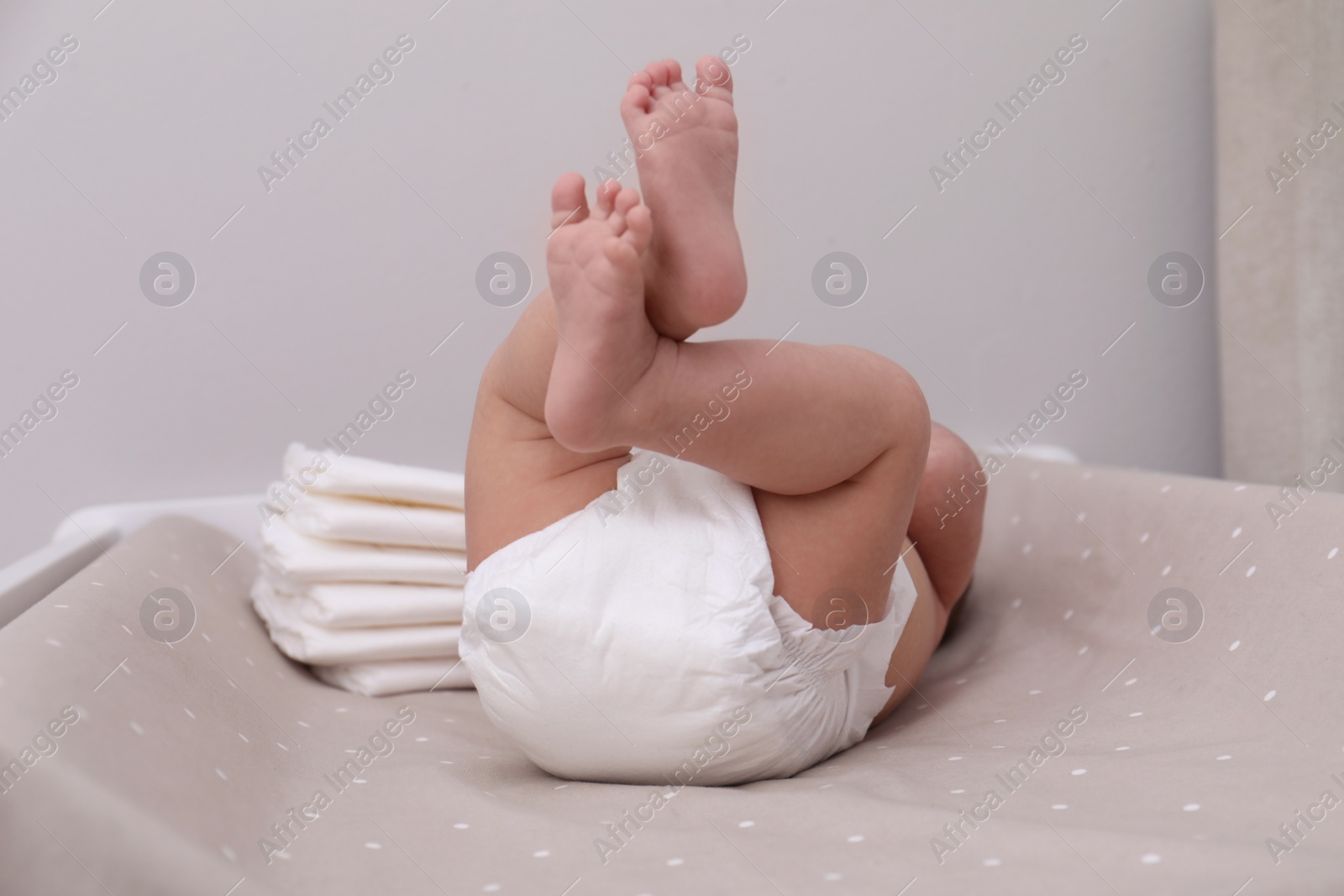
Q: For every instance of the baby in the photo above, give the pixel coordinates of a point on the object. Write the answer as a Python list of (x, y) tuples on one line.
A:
[(696, 562)]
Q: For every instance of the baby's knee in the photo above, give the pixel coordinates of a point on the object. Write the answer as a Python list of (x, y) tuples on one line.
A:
[(951, 459), (902, 402)]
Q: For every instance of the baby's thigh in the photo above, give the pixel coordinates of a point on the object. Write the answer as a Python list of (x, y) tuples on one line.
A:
[(918, 640), (844, 537)]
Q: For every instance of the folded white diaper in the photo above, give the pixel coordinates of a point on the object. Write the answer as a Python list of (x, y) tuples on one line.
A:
[(360, 605), (307, 642), (396, 676), (347, 519), (640, 641), (365, 477), (292, 559)]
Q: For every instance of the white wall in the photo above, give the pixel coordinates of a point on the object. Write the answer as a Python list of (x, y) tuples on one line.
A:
[(320, 291)]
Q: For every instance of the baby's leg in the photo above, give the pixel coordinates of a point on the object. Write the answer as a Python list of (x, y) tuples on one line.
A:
[(831, 438), (949, 513)]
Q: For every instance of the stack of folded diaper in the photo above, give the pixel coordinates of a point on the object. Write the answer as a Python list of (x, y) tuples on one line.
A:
[(362, 571)]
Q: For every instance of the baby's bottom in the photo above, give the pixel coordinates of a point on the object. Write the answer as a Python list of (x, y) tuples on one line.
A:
[(835, 443)]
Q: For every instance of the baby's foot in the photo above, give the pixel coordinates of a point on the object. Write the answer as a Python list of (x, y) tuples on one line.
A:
[(606, 342), (687, 156)]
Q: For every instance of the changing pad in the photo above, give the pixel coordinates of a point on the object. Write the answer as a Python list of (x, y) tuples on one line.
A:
[(1183, 755)]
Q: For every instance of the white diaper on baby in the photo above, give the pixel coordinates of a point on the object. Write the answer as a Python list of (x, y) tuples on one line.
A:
[(640, 641)]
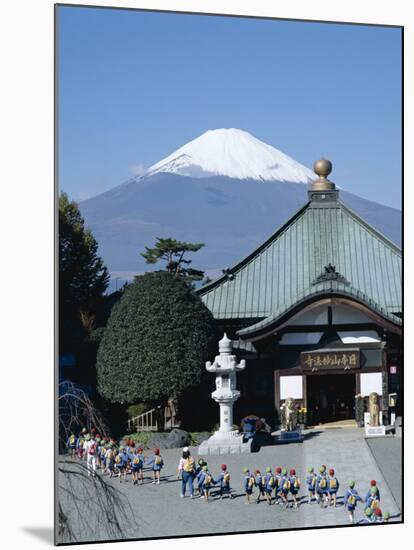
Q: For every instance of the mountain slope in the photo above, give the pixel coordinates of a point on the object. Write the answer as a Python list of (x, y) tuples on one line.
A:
[(231, 216), (235, 154)]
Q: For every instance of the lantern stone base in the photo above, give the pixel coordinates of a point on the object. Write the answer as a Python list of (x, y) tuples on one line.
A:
[(225, 443), (293, 436)]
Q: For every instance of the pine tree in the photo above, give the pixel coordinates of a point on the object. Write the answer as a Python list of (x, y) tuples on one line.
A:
[(83, 277), (156, 342), (172, 252)]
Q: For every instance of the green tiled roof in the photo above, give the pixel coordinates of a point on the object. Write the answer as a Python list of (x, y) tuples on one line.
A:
[(284, 268)]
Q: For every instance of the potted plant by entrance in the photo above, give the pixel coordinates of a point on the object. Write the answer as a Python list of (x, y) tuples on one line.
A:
[(302, 417), (359, 410)]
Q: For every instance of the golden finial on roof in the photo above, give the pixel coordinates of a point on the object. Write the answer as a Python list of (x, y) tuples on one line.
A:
[(322, 168)]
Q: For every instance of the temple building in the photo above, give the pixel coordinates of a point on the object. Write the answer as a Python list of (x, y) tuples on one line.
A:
[(316, 311)]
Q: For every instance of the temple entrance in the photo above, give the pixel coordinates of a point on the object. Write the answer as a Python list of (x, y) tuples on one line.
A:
[(330, 397)]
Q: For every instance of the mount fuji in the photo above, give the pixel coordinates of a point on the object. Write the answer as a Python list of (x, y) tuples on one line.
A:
[(225, 188)]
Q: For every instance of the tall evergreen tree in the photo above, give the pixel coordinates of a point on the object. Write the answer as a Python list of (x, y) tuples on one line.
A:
[(156, 342), (173, 252), (83, 277)]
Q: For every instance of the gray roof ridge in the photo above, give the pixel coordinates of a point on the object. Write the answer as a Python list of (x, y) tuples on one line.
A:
[(309, 292), (370, 228), (241, 263)]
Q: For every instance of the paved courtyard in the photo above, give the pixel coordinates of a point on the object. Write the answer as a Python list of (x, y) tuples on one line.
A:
[(159, 510)]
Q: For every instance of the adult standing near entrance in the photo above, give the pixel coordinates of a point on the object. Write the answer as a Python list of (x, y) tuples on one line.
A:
[(91, 450), (187, 468)]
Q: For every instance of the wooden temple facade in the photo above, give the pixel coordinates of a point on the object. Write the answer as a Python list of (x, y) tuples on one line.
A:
[(316, 311)]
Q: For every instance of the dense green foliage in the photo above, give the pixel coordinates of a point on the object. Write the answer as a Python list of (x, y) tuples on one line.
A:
[(83, 277), (173, 252), (156, 342)]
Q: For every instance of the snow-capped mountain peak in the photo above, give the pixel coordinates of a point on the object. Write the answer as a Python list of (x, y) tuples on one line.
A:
[(233, 153)]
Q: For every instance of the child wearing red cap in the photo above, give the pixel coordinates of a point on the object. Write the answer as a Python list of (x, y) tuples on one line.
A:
[(372, 484), (259, 481), (157, 463), (278, 477), (224, 480), (294, 486), (333, 486)]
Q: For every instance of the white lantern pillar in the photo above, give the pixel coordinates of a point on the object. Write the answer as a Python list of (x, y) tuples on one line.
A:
[(225, 439)]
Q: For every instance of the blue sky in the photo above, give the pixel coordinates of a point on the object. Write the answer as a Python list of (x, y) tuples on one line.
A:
[(134, 86)]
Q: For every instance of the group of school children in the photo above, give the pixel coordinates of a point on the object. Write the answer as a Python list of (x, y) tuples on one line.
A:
[(322, 487), (273, 487), (190, 472), (106, 455)]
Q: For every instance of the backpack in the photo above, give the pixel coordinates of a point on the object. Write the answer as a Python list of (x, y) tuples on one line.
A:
[(374, 503), (351, 500), (189, 465)]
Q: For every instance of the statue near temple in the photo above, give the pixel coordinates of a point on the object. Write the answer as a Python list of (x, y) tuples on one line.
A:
[(290, 417), (171, 413), (374, 409)]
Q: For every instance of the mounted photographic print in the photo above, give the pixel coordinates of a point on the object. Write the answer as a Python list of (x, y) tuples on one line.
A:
[(230, 274)]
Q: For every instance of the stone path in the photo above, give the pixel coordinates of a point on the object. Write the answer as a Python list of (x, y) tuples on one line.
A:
[(387, 453), (159, 510)]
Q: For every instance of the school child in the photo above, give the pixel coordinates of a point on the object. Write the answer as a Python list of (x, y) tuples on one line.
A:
[(284, 487), (322, 487), (368, 516), (207, 482), (91, 450), (294, 486), (372, 501), (121, 461), (248, 484), (136, 466), (259, 483), (100, 443), (157, 464), (110, 460), (80, 442), (311, 483), (269, 484), (333, 486), (373, 483), (224, 480), (351, 499), (140, 473), (278, 476), (199, 468), (71, 445), (186, 468)]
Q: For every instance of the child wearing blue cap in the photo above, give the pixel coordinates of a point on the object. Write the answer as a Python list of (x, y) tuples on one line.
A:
[(351, 499), (333, 486), (157, 463), (248, 484), (311, 484)]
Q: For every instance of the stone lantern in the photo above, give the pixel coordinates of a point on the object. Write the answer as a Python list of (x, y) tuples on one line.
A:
[(225, 440)]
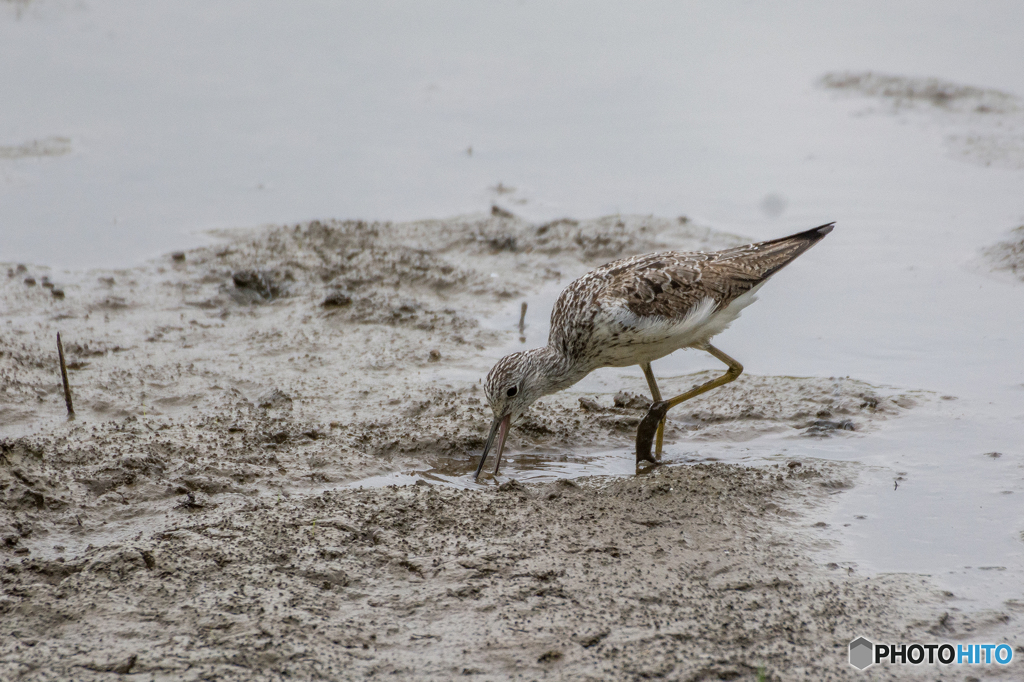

*Do this*
Output the part of the items that opens with the line containing "Q: For every instance of the white lantern" and closes with the line containing "[(322, 487), (273, 487), (190, 472), (106, 455)]" as a Markdown table with the columns Row and Line, one numbered row per line and blank lines left out.

*Response to this exercise*
| Row | Line |
|---|---|
| 1 | Q: For every instance of the white lantern pillar in the photo above, give the pixel coordinates of a point on the object. Write the answer as a Python list of (x, y) tuples on one line. |
| 2 | A: |
| 3 | [(225, 439)] |
| 4 | Q: For every instance of the blue sky in the photo above, give the pixel coordinates of a point on the object. Write the answer as a Python list of (x, y) tuples on one line. |
| 5 | A: |
| 6 | [(134, 86)] |
| 7 | Q: For every instance of the group of school children in the photo above, give the pixel coordinates of a point on the object. Write the answer as a Python list of (x, y) tuples on one line. |
| 8 | A: |
| 9 | [(322, 487), (273, 487), (190, 472), (106, 455)] |